───── TESTO DELLA PAGINA
A Torino, ieri pomeriggio, c’era un vento gelido che portava via il mondo; man mano che si avvicinava il tramonto, sembrava veramente che la città stesse per svanire in una lattigine indistinta. In bicicletta era difficile tirare diritto, anche perché si era continuamente avvolti da nuvole di polvere di foglie secche frantumate: gli alberi sono ancora carichi di giallo, ma non lo saranno per molto. Il sole era una palla pallida sopra i mattoni rossi dei poveri vecchi, appena nascosti da svergognate affissioni di politici bolliti e di Winx seminude.

Se tutto questo già è straniante, aspettate di vedere l’interno: perché in quel mondo nascosto di mattoni rossi, sospeso tra l’ospedale e il dimenticatoio, sta una realtà improbabile quanto poetica, fatta di anziani, di disabili e persino di anziani disabili. Capita così di trovare dietro un angolo, in una stanza che fu di degenza, una vera balera; un eccezionale ballo a palchetto alle tre di un pomeriggio feriale. L’età minima per varcare la porta è sui settantacinque, eppure, da fuori, si può rubare uno sguardo: ballano bene, e sembrano ancora innamorati.
──────────
───── DATI DELL'ESERCIZIO
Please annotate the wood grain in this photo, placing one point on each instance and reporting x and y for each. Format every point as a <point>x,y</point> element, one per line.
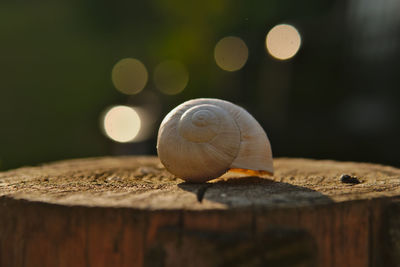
<point>128,211</point>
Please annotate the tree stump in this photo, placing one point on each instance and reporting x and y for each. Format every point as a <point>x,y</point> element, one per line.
<point>129,211</point>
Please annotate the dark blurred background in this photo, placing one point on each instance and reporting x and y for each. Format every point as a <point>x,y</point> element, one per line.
<point>74,72</point>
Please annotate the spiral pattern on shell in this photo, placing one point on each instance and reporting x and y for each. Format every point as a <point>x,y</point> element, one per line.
<point>202,138</point>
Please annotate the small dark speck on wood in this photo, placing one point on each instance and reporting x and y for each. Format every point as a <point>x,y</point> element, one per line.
<point>347,179</point>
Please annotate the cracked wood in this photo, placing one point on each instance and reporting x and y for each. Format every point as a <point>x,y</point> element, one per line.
<point>129,211</point>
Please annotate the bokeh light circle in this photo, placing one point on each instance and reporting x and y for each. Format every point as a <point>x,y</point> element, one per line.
──────────
## COSA SI CHIEDE
1 – Nel testo su Torino, qual è l'età minima per entrare nella balera?
2 – Ricopia parola per parola i record, dalla riga che contiene "Please annotate the cracked" fino alla fine dei record.
Il testo e i record non hanno alcun legame tra loro.

## ELENCO RISPOSTE
1 – Circa settantacinque anni.

2 –
Please annotate the cracked wood in this photo, placing one point on each instance and reporting x and y for each. Format every point as a <point>x,y</point> element, one per line.
<point>129,211</point>
Please annotate the bokeh light circle in this photo, placing one point on each instance and reporting x and y for each. Format every point as a <point>x,y</point> element, one per line.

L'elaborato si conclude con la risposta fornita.